Write the next part of the granular resource limits proposal, starting right after its final sentence.

PASSAGE SHOWN:
··········

Granular resource limits proposal

norbertcyran · norbertcyran · commit b668556bbec0 · 2025-10-28T15:55:04.000+01:00
diff --git a/cluster-autoscaler/proposals/granular-resource-limits.md b/cluster-autoscaler/proposals/granular-resource-limits.md
@@ -0,0 +1,328 @@
+# Granular Resource Limits in Node Autoscalers
+
+## Objective
+
+Node Autoscalers should allow setting more granular resource limits that would
+apply to arbitrary subsets of nodes, beyond the existing limiting mechanisms.
+
+## Background
+
+Cluster Autoscaler supports cluster-wide limits on resources (like total CPU and
+memory) and per-node-group node count limits. Karpenter supports
+setting [resource limits on a NodePool](https://karpenter.sh/docs/concepts/nodepools/#speclimits).
+Also, as mentioned
+in [AWS docs](https://docs.aws.amazon.com/eks/latest/best-practices/karpenter.html),
+cluster-wide limits are not supported too. This is not flexible enough for many
+use cases.

··········

SUPPLIED INFORMATION:
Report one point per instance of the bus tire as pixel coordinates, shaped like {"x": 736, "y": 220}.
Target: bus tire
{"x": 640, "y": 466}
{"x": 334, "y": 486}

··········

WRITTEN RESPONSE:
+
+Users often need to configure more granular limits. For instance, a user might
+want to limit the total resources consumed by nodes of a specific machine
+family, nodes with a particular OS, or nodes with specialized hardware like
+GPUs. The current resource limits implementations in both node autoscalers do
+not support these scenarios.
+
+This proposal introduces a new API to extend the Node Autoscalers’
+functionality, allowing limits to be applied to arbitrary sets of nodes.
+
+## Proposal: The AutoscalingResourceQuota API
+
+We propose a new Kubernetes custom resource, AutoscalingResourceQuota, to define
+resource limits on specific subsets of nodes. Node subsets are targeted using
+standard Kubernetes label selectors, offering a flexible way to group nodes.
+
+A node's eligibility for provisioning operation will be checked against all
+AutoscalingResourceQuota objects that select it. The operation will only be
+permitted if it does not violate any of the applicable limits. This should be
+compatible with the existing limiting mechanisms, i.e. CAS’ cluster-wide limits
+and Karpenter’s NodePool limits. Therefore, if the operation doesn’t violate
+AutoscalingResourceQuota, but violates existing limiting mechanisms, it should
+be rejected.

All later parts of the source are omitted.